[Natural-language object grounding data]
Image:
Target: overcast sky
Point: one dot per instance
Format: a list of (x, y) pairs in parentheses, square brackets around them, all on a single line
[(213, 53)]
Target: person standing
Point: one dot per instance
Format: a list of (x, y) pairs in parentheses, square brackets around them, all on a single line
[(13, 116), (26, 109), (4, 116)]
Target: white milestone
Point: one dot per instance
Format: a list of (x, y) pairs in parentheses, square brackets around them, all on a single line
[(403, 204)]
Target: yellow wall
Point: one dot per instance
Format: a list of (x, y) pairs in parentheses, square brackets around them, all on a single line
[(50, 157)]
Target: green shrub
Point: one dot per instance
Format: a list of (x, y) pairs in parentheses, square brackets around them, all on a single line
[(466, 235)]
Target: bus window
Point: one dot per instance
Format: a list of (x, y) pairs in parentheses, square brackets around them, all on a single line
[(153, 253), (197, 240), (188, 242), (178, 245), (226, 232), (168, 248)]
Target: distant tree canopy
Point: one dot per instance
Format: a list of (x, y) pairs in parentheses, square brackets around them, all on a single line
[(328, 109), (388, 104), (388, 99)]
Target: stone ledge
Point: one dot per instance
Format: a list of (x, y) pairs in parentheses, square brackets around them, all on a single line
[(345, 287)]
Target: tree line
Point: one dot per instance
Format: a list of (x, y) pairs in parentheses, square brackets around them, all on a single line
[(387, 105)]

**WORK INSTRUCTION**
Whenever the word "Target" shows up in a line of the entries, list that line.

**YOUR RESPONSE**
Target: overcast sky
Target: person standing
Target: white milestone
Target: yellow wall
Target: green shrub
Target: bus window
Target: distant tree canopy
Target: stone ledge
Target: tree line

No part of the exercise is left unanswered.